-- READING TEXT follows --

Unfortunately the information is relayed in a cursory and anecdotal way: The story includes the viewpoint of only one patient and the patient’s psychologist. The story doesn’t place the work in a broader context. For example, readers could easily assume that PTSD treatment with VR is a new phenomenon, when it has been the subject of research for almost 20 years.
Also lacking: The context of other established, effective therapies; a discussion of the availability of VR treatment options for PTSD patients; what such treatments may cost; or whether there are any potential risks associated with such treatment.
PTSD is, unfortunately, far from rare. According to the U.S. Department of Veterans Affairs’ National Center for PTSD, 10 percent of U.S. women and 4 percent of U.S. men will experience PTSD during their lifetime, and those percentages are higher for veterans. The center estimates that 8 million U.S. adults experience the condition each year. PTSD can have significant adverse effects on a patient’s relationships and overall quality of life. There is some evidence that it can also increase the likelihood that an individual will try to commit suicide.

-- READING TEXT concluded --
-- INFORMATION SHOWN follows --

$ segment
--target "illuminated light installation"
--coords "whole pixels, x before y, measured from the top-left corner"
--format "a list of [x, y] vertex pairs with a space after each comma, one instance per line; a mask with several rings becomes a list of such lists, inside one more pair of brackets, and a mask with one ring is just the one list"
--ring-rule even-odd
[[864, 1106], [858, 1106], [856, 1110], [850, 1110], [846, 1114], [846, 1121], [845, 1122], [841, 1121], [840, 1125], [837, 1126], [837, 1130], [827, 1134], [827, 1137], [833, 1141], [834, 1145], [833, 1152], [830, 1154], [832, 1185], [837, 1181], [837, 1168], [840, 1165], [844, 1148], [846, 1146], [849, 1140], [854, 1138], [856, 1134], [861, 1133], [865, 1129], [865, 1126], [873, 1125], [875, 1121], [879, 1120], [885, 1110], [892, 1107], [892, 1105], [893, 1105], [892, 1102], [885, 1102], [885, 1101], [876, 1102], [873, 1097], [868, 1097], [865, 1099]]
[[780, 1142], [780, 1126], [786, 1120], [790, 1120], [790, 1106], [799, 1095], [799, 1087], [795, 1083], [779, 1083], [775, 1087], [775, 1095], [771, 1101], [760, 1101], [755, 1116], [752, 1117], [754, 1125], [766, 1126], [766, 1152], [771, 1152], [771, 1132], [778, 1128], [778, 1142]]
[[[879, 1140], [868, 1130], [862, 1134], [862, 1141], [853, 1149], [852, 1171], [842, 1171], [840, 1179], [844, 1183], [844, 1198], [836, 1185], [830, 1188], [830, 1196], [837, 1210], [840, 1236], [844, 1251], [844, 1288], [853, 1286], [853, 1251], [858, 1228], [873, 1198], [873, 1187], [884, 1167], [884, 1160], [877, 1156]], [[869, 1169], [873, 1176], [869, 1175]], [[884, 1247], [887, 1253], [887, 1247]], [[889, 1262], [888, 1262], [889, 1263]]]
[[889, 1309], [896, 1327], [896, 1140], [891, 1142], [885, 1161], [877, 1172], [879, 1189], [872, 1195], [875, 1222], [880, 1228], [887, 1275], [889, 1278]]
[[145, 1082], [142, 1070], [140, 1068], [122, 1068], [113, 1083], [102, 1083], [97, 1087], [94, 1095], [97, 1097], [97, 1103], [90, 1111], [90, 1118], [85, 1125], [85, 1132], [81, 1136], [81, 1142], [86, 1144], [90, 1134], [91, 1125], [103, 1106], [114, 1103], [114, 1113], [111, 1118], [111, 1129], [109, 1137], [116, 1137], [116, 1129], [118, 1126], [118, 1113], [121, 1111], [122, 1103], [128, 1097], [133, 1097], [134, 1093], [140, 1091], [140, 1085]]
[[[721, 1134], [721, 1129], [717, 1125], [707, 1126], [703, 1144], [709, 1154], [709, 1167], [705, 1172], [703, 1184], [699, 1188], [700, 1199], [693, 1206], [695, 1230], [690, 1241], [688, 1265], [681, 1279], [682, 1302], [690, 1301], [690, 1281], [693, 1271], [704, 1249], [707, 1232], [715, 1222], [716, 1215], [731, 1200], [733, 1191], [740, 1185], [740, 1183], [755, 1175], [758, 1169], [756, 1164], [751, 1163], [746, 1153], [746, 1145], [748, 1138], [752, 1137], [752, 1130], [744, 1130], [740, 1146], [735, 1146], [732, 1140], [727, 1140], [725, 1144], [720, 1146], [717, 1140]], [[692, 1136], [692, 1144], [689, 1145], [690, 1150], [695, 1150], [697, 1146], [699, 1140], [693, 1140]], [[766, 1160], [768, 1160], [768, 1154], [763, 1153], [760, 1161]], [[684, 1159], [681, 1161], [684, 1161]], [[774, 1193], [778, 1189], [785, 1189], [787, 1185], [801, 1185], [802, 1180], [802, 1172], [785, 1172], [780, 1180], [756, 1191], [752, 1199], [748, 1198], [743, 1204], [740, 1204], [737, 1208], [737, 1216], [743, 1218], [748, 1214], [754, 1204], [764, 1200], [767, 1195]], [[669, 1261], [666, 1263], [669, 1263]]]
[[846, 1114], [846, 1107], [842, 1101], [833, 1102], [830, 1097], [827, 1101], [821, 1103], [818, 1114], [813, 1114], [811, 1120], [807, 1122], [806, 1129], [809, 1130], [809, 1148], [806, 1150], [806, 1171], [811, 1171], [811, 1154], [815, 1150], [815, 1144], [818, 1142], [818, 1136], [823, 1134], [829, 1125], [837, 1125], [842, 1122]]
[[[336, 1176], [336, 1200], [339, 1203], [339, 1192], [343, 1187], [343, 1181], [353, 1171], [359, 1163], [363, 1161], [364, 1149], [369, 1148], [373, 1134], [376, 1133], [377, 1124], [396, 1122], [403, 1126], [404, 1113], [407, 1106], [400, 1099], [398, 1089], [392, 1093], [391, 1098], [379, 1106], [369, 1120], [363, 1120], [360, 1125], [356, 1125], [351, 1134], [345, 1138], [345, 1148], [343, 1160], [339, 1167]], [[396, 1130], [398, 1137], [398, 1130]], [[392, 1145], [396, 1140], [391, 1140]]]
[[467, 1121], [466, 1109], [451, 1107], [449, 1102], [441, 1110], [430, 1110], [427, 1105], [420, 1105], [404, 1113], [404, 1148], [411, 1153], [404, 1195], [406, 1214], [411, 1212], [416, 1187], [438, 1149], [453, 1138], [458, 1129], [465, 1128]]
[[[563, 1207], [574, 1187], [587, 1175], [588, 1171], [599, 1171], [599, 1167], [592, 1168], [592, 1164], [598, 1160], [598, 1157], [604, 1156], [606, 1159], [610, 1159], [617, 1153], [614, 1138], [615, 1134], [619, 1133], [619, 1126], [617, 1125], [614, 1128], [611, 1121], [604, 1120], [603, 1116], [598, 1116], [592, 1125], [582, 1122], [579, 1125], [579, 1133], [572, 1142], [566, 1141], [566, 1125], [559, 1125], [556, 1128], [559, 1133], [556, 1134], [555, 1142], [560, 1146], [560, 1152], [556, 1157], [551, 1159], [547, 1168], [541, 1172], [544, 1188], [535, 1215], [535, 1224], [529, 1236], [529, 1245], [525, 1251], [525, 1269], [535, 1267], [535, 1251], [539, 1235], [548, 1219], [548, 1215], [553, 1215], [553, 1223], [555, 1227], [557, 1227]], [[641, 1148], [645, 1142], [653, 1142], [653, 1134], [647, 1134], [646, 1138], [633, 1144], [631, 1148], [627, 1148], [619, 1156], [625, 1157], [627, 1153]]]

-- INFORMATION SHOWN concluded --
-- INFORMATION SHOWN follows --

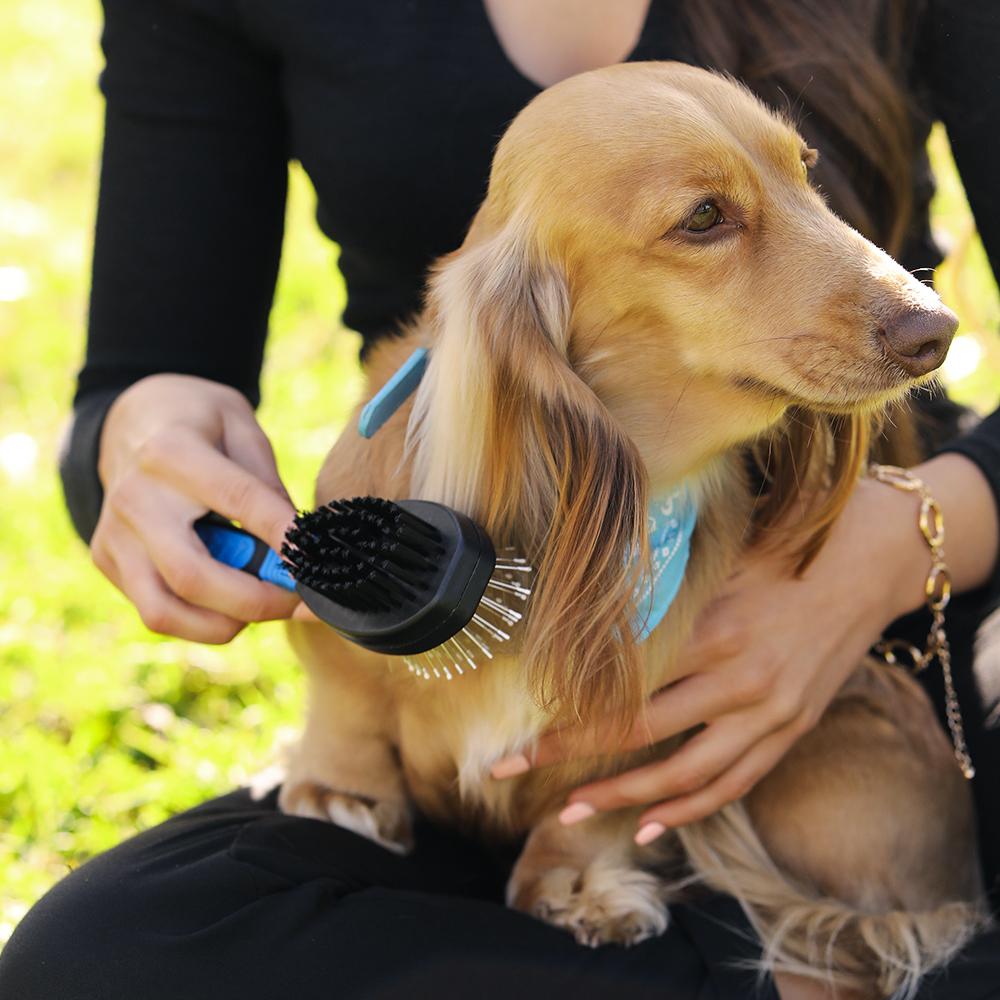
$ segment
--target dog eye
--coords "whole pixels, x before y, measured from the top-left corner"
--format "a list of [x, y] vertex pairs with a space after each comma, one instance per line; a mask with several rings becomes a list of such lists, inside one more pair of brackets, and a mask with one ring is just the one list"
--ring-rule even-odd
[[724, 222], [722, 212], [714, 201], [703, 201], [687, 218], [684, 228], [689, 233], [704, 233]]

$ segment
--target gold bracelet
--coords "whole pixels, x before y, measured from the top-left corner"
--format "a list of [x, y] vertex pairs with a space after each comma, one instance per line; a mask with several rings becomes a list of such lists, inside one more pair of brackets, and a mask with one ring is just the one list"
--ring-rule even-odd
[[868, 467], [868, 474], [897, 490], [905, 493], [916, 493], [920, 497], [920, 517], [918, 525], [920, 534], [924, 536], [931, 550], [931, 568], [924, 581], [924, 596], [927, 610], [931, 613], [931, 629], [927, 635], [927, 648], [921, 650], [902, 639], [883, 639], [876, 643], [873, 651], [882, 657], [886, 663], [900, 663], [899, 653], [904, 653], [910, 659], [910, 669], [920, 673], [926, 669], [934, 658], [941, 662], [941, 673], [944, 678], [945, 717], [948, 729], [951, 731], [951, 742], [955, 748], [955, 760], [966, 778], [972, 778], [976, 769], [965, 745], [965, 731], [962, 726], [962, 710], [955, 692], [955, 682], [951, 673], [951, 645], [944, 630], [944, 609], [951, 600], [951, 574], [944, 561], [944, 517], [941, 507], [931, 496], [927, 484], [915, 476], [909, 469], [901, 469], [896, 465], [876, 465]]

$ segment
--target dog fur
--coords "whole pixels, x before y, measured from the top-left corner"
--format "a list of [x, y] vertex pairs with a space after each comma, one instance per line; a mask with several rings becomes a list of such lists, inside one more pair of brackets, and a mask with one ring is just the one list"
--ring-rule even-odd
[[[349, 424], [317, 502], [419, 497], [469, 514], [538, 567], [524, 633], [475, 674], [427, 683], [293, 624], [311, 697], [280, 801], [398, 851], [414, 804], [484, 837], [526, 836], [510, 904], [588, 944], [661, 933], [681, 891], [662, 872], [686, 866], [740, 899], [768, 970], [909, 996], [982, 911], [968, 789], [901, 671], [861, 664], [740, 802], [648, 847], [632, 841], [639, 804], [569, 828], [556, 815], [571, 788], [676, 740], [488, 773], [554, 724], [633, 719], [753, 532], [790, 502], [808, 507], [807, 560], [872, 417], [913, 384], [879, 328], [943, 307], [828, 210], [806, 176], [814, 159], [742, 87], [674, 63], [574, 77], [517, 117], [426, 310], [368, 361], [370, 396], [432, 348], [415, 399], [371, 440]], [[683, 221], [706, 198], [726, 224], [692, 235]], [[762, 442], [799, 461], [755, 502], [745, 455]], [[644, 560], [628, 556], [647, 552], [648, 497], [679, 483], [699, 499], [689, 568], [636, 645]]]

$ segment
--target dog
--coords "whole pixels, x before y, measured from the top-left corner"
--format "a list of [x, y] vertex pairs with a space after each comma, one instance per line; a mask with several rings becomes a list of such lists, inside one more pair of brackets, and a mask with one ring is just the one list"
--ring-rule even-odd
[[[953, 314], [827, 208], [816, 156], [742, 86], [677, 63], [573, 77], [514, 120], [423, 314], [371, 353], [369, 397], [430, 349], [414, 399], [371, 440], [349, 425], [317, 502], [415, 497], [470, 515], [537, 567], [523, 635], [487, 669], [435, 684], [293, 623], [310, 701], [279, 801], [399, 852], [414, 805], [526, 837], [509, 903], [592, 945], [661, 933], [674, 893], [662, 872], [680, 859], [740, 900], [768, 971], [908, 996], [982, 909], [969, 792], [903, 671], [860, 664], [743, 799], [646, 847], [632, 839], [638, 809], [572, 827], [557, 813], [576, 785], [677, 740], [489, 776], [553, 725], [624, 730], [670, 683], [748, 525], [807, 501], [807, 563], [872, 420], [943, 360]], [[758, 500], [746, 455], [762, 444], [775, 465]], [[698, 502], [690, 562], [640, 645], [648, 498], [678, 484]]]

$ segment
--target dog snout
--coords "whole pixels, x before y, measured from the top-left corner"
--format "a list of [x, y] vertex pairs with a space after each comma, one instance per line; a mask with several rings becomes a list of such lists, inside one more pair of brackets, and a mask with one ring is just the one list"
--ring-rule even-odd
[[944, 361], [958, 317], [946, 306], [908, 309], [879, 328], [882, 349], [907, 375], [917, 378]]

-- INFORMATION SHOWN concluded --

◆ TASK INSTRUCTIONS
Pick up the text on PTSD and virtual reality treatment where it stops, and keep writing it.

◆ TASK ANSWER
In short, PTSD is a serious condition that affects a great many people. It is important to discuss this condition openly and honestly, both to destigmatize PTSD and to raise awareness of treatment options. But it is important to answer fundamental questions that people may have about those treatment options. Are they available? Are they affordable? How well do they work? What are their limitations? This story addresses none of those baseline questions.
The story does not address cost. This is particularly problematic, given that cost is a particularly timely issue for the field of virtual reality treatment of PTSD. A Tech Insider story published earlier this year paid particular attention to the recent rise of virtual reality (VR) technology, and the corresponding decrease in the cost of that technology. That story quoted the same researcher who is quoted in this ABC News story. In the Tech Insider piece, the researcher says: “It has not been the theory or research that has held back clinical VR, rather the availability, adoption and costs that have limited its widespread use.” We wish this story had addressed the issue.
Benefits are not quantified. In fact, with the exception of one patient’s experience, benefits aren’t discussed. And for that one patient, the benefits are discussed in only vague terms.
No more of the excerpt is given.